Supplied passage:
#####
Long-term return expectations have dropped from the 12.8% above inflation recorded in 2023 to 10.7% above inflation, but even moderate expectations still present significant risk. Where are you seeing longer-term opportunities and challenges in fixed income at present?
XAA: These return targets are very high and beyond the reach of a bond-only investor. Bond yields may have fallen, but they remain at historically high levels. We currently favour bonds over equities and, within the equity asset class, Europe over the US, given the expected impact of US President Donald Trump's policies. In a relative sense, the carry – such as in investment grade and high yield credit – should benefit from sluggish growth.
FL: Within the equity asset class, we favour defensive stocks such as consumer goods and the financial sector, which would benefit from any moves towards deregulation or consolidation. Until now, we have been underexposed to companies exposed to Asia for economic and geopolitical reasons. China is in a state of near-deflation, and we have no visibility on a way out of the crisis. We are therefore underexposed to consumer cyclicals, cars, beverages, luxury goods and capital goods.
What are your thoughts when we learn that 43% of investors are concerned about the potential for economic collapse, while another 41% are worried about prospects of a market crash?
#####
Record list:
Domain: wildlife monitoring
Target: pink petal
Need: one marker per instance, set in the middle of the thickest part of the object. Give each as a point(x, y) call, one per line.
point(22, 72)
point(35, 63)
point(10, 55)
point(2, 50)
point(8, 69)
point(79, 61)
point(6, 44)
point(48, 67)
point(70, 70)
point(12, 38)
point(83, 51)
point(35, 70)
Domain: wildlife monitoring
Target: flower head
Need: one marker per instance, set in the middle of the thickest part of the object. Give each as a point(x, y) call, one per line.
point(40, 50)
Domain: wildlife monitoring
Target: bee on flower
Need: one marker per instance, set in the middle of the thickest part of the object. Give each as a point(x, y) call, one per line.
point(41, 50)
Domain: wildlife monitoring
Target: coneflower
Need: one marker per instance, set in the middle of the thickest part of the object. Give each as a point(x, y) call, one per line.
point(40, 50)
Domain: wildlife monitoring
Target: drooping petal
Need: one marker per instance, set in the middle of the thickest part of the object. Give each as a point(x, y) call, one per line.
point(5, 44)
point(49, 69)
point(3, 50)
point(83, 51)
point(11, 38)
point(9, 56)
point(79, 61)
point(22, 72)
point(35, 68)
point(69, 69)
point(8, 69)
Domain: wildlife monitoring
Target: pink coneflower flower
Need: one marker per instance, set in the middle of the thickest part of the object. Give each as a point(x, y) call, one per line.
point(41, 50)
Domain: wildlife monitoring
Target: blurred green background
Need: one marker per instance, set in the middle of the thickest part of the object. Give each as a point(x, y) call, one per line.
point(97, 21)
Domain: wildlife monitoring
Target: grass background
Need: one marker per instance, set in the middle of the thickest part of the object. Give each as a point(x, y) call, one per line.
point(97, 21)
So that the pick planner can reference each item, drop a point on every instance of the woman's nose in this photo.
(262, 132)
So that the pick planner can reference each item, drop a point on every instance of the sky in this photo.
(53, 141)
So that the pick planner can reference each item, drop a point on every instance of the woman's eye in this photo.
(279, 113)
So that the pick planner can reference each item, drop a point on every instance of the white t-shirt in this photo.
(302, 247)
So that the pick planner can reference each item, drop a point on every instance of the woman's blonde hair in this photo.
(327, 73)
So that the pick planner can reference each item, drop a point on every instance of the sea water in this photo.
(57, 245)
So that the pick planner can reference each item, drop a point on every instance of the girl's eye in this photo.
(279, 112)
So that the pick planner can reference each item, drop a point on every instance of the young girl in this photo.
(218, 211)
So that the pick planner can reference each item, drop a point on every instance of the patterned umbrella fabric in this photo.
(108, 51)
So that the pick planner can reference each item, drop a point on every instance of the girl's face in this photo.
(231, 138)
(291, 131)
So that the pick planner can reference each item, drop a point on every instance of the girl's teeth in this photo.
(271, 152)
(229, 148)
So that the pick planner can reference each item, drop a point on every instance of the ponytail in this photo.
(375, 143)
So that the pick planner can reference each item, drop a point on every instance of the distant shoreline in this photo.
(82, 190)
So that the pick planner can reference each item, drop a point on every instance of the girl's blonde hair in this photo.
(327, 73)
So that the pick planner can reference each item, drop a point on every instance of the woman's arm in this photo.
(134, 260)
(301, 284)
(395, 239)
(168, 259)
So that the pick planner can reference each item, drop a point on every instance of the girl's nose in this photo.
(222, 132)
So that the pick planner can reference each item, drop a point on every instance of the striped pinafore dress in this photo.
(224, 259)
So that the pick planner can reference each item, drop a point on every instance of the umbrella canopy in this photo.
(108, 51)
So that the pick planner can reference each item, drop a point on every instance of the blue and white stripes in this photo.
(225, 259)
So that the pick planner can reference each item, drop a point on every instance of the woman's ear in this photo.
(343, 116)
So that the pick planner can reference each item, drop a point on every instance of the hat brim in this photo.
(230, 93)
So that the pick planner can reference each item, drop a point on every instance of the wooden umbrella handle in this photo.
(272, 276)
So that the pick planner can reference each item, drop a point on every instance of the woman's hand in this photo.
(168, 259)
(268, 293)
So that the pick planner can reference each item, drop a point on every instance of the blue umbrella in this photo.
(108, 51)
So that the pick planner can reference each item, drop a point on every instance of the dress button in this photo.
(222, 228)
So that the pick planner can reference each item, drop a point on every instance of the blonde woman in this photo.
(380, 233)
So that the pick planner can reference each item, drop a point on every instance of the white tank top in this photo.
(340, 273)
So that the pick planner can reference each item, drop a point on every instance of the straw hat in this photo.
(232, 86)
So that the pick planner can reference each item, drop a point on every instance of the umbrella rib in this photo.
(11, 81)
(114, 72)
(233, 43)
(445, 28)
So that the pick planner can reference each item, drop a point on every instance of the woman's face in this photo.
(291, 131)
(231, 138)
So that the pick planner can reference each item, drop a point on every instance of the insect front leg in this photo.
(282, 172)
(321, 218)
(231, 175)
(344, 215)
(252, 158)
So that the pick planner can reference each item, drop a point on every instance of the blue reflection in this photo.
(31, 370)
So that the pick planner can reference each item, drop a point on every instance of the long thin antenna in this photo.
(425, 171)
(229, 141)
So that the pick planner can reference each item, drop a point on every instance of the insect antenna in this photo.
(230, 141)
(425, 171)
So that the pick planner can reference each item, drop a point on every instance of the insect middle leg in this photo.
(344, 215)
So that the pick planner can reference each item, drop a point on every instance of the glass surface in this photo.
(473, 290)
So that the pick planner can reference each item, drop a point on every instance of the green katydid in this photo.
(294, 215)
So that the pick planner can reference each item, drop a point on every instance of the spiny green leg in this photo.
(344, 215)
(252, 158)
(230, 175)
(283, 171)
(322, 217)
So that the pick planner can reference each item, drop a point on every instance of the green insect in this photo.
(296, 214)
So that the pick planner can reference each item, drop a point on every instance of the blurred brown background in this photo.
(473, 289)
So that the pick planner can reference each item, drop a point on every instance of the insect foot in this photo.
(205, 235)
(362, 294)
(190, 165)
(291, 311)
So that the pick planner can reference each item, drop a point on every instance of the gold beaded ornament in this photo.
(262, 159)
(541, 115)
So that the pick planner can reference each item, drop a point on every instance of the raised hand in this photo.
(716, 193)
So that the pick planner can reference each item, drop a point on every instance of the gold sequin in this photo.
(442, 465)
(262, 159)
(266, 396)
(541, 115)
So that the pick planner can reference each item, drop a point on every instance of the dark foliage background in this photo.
#####
What to do:
Retype everything in the investment interview excerpt from "What are your" down to "a market crash?", with no changes.

Task response:
What are your thoughts when we learn that 43% of investors are concerned about the potential for economic collapse, while another 41% are worried about prospects of a market crash?